**Aim**
Reproduce all of the data word for word.

**Materials provided**
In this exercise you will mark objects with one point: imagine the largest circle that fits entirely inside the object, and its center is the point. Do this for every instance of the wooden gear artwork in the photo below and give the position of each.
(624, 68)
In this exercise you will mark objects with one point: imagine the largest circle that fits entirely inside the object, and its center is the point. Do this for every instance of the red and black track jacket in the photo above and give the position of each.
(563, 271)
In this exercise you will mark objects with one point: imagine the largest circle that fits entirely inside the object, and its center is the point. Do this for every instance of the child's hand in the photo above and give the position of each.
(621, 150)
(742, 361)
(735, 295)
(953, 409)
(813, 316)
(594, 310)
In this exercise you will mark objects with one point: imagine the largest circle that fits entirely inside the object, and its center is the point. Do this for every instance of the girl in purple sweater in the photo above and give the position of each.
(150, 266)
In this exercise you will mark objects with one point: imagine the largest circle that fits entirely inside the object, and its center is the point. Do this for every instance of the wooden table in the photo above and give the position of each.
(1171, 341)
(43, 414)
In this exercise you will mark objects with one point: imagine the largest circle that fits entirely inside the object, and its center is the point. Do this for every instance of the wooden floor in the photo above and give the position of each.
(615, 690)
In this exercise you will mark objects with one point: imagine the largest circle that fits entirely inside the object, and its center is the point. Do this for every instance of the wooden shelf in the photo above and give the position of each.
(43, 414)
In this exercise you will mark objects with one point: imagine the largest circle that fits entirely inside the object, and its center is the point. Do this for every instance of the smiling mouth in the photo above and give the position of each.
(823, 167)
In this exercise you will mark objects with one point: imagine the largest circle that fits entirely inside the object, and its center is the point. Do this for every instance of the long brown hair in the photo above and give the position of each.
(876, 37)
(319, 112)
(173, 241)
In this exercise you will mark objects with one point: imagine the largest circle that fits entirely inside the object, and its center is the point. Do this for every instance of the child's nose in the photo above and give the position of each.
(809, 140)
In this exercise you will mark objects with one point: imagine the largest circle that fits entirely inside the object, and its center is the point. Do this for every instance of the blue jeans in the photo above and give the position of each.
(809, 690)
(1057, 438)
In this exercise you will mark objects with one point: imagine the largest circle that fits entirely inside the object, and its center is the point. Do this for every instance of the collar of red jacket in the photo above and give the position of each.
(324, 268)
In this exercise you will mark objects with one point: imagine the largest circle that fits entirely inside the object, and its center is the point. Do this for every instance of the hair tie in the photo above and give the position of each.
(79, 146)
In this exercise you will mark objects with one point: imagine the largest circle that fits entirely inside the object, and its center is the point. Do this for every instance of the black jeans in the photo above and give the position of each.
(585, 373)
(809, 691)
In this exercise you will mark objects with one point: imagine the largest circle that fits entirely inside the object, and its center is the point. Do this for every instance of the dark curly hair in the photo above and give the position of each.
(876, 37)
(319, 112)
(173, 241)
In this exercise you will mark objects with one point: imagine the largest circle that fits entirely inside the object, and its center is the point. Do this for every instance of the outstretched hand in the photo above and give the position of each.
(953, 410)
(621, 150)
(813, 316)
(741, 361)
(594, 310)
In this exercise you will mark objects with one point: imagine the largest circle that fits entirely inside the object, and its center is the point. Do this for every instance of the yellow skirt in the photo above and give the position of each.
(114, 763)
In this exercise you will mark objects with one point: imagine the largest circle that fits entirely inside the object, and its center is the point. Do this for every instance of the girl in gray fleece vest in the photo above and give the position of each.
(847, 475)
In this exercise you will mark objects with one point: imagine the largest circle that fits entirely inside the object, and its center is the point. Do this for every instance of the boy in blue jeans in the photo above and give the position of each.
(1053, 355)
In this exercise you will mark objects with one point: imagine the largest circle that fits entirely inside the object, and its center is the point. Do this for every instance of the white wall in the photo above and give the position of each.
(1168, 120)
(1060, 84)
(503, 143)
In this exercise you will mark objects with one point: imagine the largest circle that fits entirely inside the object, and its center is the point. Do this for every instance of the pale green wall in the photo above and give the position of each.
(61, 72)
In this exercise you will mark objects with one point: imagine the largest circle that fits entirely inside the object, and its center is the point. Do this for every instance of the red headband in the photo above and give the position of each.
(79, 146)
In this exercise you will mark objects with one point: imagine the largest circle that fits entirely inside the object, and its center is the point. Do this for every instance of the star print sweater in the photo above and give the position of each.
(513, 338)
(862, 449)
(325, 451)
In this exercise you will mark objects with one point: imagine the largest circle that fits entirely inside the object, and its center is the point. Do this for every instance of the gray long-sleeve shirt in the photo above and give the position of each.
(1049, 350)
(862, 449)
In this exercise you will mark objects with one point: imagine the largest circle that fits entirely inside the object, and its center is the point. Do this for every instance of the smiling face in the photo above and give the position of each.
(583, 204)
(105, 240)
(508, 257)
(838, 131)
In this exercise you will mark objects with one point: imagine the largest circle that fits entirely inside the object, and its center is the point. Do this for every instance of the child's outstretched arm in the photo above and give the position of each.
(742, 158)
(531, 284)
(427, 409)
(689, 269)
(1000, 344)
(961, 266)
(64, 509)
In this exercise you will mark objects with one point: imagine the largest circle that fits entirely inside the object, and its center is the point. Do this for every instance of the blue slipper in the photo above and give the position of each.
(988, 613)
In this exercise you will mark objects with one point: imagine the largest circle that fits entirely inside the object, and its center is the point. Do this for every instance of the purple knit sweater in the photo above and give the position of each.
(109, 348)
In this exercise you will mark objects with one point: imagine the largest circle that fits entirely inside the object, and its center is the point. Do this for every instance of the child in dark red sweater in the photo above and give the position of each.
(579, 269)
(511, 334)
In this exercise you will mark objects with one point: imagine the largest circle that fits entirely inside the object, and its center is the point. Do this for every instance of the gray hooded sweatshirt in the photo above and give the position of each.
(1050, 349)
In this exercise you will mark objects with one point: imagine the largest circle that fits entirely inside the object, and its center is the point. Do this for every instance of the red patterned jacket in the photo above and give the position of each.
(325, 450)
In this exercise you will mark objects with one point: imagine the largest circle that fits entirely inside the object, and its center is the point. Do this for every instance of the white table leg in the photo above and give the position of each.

**The answer**
In this exercise you will mark objects with one point: imagine the largest circle that fits entirely inside the object, and its center is the point. Do this for every instance of the wooden gear artwork in the photo below and give the position of each.
(624, 68)
In this exercise you will mark objects with one point: imagine the largest circle that fits entirely inside the object, and its center is the point. Do this for every instance of the red and black track jacket in the photo above and give the position of each.
(563, 271)
In this exercise you will mark objects with one point: imagine the largest circle that fits entirely inside the object, and its center is the point. Do this for every instance of the child's hand in the photo above and give the position of each.
(621, 150)
(742, 361)
(735, 295)
(953, 409)
(813, 316)
(594, 310)
In this exercise you will mark objects with one point: imagine the largest circle that fits entirely inside the object, and its center is the point. Do this for every instance of the girl in purple sweater in the photo above and give the position of each.
(150, 266)
In this exercise you will mark objects with one point: imagine the largest circle that fits entirely inside the object, and its center is the point. Do this for every instance of the wooden table in the photo above and give the position of each.
(1171, 341)
(43, 414)
In this exercise you will mark objects with one point: imagine the largest circle that fits entirely inside the object, and its center is the point. Do this for every instance of the wooden floor in the photo above and give the position of each.
(615, 690)
In this exercise you will mark objects with one point: imagine the largest circle that fits entirely inside the object, and its center is the point. Do this for every instance of the wooden shelf in the photo above and give the position of each.
(43, 414)
In this exercise you will mark objects with one point: imagine the largest circle that fits entirely inside the object, and its center is the point. Do this for every instance of the smiling mouth in the photo above and give the position of each.
(823, 167)
In this exercise you will mark objects with one point: imagine the largest circle that fits entirely inside the object, and its center is the point. Do this for every instance of the long brown hair in the photo above and give the position of each.
(876, 37)
(319, 112)
(173, 241)
In this exercise you will mark objects with one point: imagine the largest circle that fits entirely inside the object, and its center is the point. Do this for every instance of the child's nose in the photo above and give the position of each.
(809, 140)
In this exercise you will mark objects with one point: imagine the largest circle that fits entirely inside the object, and its center is the point. Do this for every instance of the blue jeans in the photo above and give the position of each.
(809, 690)
(1057, 438)
In this exercise you will mark objects with one point: imagine the largest circle that fits entirely inside the object, and its center is the point. Do this for every instance of the collar of red jacket in the photo above and give the position of each.
(324, 268)
In this exercise you will mark objects with one point: imagine the largest circle that fits entirely inside the object, and its center is the point. Do this for every instance of the hair tie in the photo above and give the position of each.
(79, 146)
In this exercise you will mark objects with one point: imagine the largest circle that fits entirely inside the object, and its center is the point. Do this for every instance of the black jeans in the photo above and give the position of each.
(585, 373)
(809, 691)
In this exercise you will mark objects with one point: imagine the largest circle that fits entirely inside the object, and its center is the point. Do this for every instance of the dark curly hair in the photo above and give the position of each.
(876, 37)
(319, 112)
(173, 241)
In this exercise you will mark objects with one point: imagine the largest circle that fits entirely inside the object, and its center is the point. Do this for every instance of the outstretched hand in the photo above and give the position of each.
(953, 410)
(621, 150)
(813, 316)
(741, 361)
(594, 310)
In this exercise you will mark objects with one point: imagine the largest circle that fits entirely inside the object, and its center is the point. Do this for every instance of the yellow skirt in the photo above and give the position of each.
(114, 763)
In this exercise you will mark objects with one point: imagine the largest circle that fits entirely inside the object, and its center is the point. Do this for every instance of the girl in gray fleece vest in the photo above and give the position of each.
(847, 475)
In this exercise you will mark objects with one point: imagine the largest circle that fits entirely inside the object, and its center is the point. Do this for every instance of the boy in blue jeans in the photo above and give the position of each.
(1053, 355)
In this exercise you will mark objects with one point: imagine the largest circle that fits entirely inside the object, and its center is the point. Do this for every instance of the white wall in the photo above and give the position of each.
(1168, 120)
(1060, 84)
(503, 143)
In this exercise you will mark objects with one point: imagine the largest circle that fits entirely inside the object, and its center is the point. Do this for every instance of the pale green wall in the photo above and give the position of each.
(61, 72)
In this exercise you will mark objects with one point: imagine the largest circle that fits entirely inside the object, and its center is the point. Do this for every instance of the red headband in the photo above and give the position of each.
(79, 146)
In this exercise you will mark objects with one point: imagine the largest circle that fits entirely inside the object, and its center is the point. Do this for every instance of the star print sweater in the photo above and give the position of each.
(513, 338)
(862, 449)
(325, 451)
In this exercise you will mark objects with one point: imagine the largest circle that fits entirely inside the object, and its center is the point. Do this for every instance of the gray long-sleeve shirt in the photo above and give the position of each.
(1049, 350)
(862, 449)
In this exercise you will mark objects with one point: imagine the largest circle that fits entirely inside the object, and its center is the point. Do this for every instance of the smiling face in the photo above and give the position of each.
(583, 204)
(105, 240)
(508, 257)
(838, 131)
In this exercise you will mark objects with one point: imagine the largest circle that fits entirely inside the object, and its center is the point. Do this for every instance of the child's outstretched arm in the photo above and give the position of each.
(742, 158)
(531, 284)
(427, 409)
(689, 269)
(1000, 344)
(961, 266)
(64, 509)
In this exercise you will mark objects with one point: imagine the largest circle that fits entirely inside the object, and its center is the point. Do this for every instance of the blue slipper in the photo above and give the position of each.
(988, 613)
In this exercise you will mark objects with one point: imagine the largest circle that fits entirely inside the object, and its center is the point. Do this for every instance of the purple knit sweater in the photo above and give the position of each.
(109, 348)
In this exercise you will mark objects with one point: imagine the largest circle that fits entirely inside the object, and its center is the point. Do this for every instance of the child in dark red sweater in the photo above and give the position of each.
(579, 269)
(511, 334)
In this exercise you will mark objects with one point: imagine the largest circle that fits entirely inside the object, and its center is the point. Do this for every instance of the gray hooded sweatshirt in the photo above and give the position of each.
(1050, 349)
In this exercise you will mark objects with one point: imagine the largest circle that fits entirely inside the object, and its center is the point. Do this for every instance of the red patterned jacket in the photo above and give the position of each.
(325, 450)
In this exercise you will mark objects with one point: imagine the largest circle that fits entirely inside the object, and its center is the point. Do this for every instance of the white table leg in the photo above and give the position of each.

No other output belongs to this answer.